Problem to work on: Put each line of the material below into a Markdown table with the columns Row and Line. Number the rows in order and omit any blank lines.

Excerpts from location labeling data
══════

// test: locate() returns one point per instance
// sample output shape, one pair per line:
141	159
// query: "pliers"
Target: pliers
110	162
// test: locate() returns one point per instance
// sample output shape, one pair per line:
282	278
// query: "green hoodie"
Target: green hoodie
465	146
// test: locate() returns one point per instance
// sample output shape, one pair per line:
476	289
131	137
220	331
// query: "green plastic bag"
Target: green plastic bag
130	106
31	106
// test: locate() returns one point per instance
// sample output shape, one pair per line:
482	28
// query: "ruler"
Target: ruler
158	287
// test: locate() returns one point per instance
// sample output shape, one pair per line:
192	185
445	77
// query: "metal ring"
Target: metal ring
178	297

══════

Solution to this exercise:
| Row | Line |
|---|---|
| 1 | // test: locate() returns one point per instance |
| 2 | // sample output shape, one pair per line: |
| 3 | 141	159 |
| 4 | // query: "pliers" |
| 5 | Target: pliers |
| 6 | 110	162 |
| 7 | // test: locate() returns one point per instance |
| 8 | // sample output shape, one pair per line: |
| 9 | 282	278 |
| 10 | // query: "green hoodie" |
| 11 | Target: green hoodie |
| 12 | 465	146 |
| 13 | // test: locate() returns one point per instance |
| 14 | // sample output shape, one pair per line: |
| 15 | 476	289 |
| 16 | 131	137 |
| 17 | 220	331 |
| 18 | // query: "green plastic bag" |
| 19 | Target: green plastic bag |
| 20 | 130	106 |
| 21 | 31	106 |
| 22 | // test: locate() returns one point per instance |
| 23 | // sample output shape, one pair per line: |
| 24 | 482	28 |
| 25 | // query: "ruler" |
| 26 | Target: ruler |
| 27 | 158	287 |
| 28 | // test: locate() returns one point per instance |
| 29 | // sample output shape, one pair per line: |
| 30 | 192	185 |
| 31 | 445	77 |
| 32 | // query: "metal ring" |
| 33 | Target: metal ring |
| 34 | 178	297 |